Image point grounding data
++++++

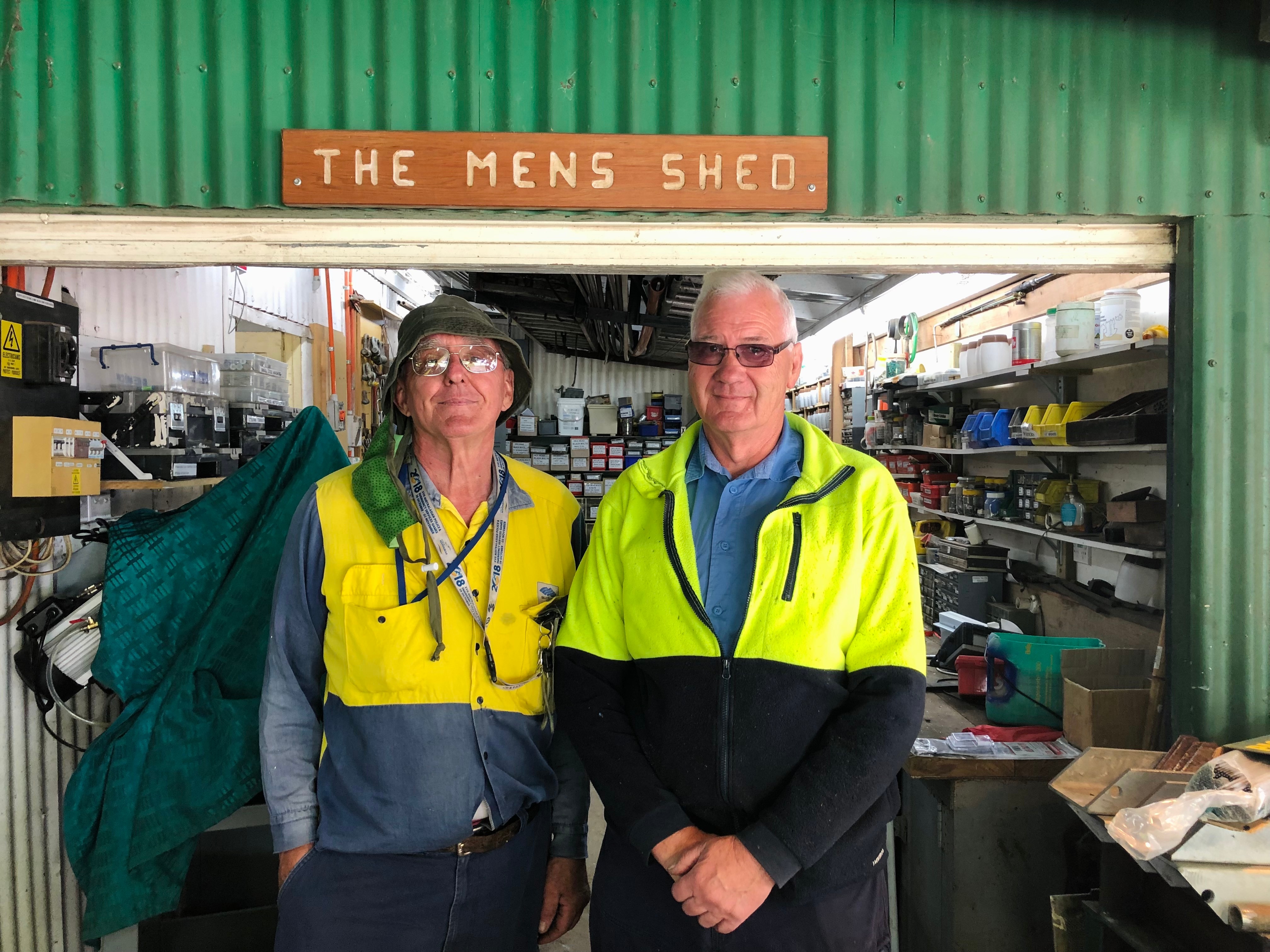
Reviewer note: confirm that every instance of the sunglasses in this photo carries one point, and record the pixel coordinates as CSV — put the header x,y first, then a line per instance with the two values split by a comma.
x,y
747,354
432,360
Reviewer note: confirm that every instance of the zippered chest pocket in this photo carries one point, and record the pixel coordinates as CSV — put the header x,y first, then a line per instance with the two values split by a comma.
x,y
796,555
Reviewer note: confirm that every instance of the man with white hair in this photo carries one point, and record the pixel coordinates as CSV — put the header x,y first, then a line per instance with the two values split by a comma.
x,y
742,664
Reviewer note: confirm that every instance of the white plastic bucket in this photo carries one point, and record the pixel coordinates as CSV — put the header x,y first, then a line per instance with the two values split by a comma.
x,y
1122,316
1074,331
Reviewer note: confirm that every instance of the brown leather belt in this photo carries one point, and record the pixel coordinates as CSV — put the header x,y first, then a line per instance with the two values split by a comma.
x,y
492,841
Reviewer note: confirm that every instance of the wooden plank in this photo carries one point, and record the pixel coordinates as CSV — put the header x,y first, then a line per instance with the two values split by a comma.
x,y
554,171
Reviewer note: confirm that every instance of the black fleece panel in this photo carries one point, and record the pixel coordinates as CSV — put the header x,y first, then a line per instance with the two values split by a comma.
x,y
592,707
812,756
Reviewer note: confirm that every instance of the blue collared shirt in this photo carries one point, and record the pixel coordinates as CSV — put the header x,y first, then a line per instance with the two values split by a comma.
x,y
727,514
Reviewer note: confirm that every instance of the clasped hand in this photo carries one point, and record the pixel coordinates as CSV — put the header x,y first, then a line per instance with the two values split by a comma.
x,y
718,881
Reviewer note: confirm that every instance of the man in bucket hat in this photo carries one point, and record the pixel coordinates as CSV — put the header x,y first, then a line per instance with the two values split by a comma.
x,y
418,794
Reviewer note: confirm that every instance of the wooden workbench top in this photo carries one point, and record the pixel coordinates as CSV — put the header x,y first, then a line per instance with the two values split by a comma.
x,y
948,714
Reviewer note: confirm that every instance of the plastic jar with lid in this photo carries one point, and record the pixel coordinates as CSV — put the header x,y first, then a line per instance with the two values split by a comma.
x,y
995,353
1048,336
1074,331
1122,316
971,360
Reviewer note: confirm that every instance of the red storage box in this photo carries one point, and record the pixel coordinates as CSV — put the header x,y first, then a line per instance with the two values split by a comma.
x,y
972,675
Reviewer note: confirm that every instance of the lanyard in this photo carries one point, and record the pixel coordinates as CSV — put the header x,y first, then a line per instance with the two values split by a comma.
x,y
445,549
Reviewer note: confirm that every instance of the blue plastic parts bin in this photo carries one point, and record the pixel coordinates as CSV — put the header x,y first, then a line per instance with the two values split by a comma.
x,y
1030,688
1001,428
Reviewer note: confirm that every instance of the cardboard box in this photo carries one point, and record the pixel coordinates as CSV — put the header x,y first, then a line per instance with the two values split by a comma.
x,y
56,457
1140,511
1105,697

++++++

## YOUR GOAL:
What you return should match the records line for line, minus the pictures.

## YOUR RESPONSE:
Reviewer note: confirm that every instance of the sunglasses in this photo carries one point, and record the pixel coordinates as CSV — put the header x,y first, then a line per instance with the two values split by a comma.
x,y
747,354
432,360
Reviewer note: confirm that every instance of the zippered chest pocket in this photo carries one point, and record the pixel coordinates as CSV — put the header x,y first, then a line per instance with the two values split by a comma.
x,y
796,555
Reviewer note: confirm that every instance of the man with white hair in this photo carries one point, and record the pixel coordinates as CSV — put the header x,y first, then a line per instance with the two values split by a comma.
x,y
742,664
Reviewer note: confirm that every instance of the white plastic bucket in this photo carries one point, and record the pixel coordinates as CSV — put the header x,y first, then a line per instance with the two values split by a comma.
x,y
1122,316
1074,331
Reviewer note: confirm that every instance of the brown leather belt in this photo carries one point, and record the pixel coordinates as CSV — put the header x,y first, then a line per instance with the two values split by a comma.
x,y
492,841
Reviewer note: confirm that every instance of the wooden plank in this photo carries one point, and record the pixel coordinates as CSV — put the header x,y first, then a line per instance with the two values split by a comma.
x,y
554,171
Reviewer note: confirm that every instance of the black fleece panel in this photo carries one point, and record the pixel coordinates as CSV — put the header x,y first, then a line per instance with the two values split by a comma.
x,y
592,707
812,756
Reviewer note: confirm that every instance of the blue collared shirt in this photo carries one point, and record the pixel coordinates as CSV — put the header x,y first, then a line per instance with the two values split by a comma.
x,y
727,514
Reviewer note: confirm that every instance of the clasped hand in this photo carries one point, and record the pixel coordinates as CSV — put the header x,y first, then a line per instance with the two values split by a comma.
x,y
718,881
Reviewer note: confirm that every instance of the man in bucket hat in this photo carries one point, and record the pixel coordinates as CSV — put the header x,y first, then a line per instance with the two values split by a comma.
x,y
418,794
Reviewer note: confirm that every instance of the wooden workbench top in this photo carries one point, and record the pixel coordinates as CSV — put the header x,y first, then a line per instance with the two values split by a comma.
x,y
948,714
Reviewer note: confirm that every instance of the plastic jar with lid in this photo carries one point, and record the pixel coordinates as CSV — put the header x,y first, then a line per instance with the two values split by a comma.
x,y
995,353
1048,336
1074,331
1122,316
971,360
Reviewer note: confirm that every instance of the red storage box in this photo carries one point, and record the pixel coordinates as CSV — put the header x,y first, then a line per instance with the two values split by a comma.
x,y
972,675
Reviewer note: confirm that every instance of the lanyard in this photo carries one point, and record the pixel coordinates as CSV — put the header x,y first, then a line per instance with the two values split by a comma.
x,y
445,549
Reviewer note: confirm that every instance of the blue plastic parts bin in this photo carries one point, and record the pixel coordinates as CSV — put the header x,y first, then a line per instance with the two values split by a comma.
x,y
1030,688
1001,428
Reviewer note: confirm that every instance of the cardboard box in this photo carries one point, and record the pixel coordinates as CSV — put the header x,y first, then a line per instance with the two values split by a comma.
x,y
56,457
1140,511
1105,697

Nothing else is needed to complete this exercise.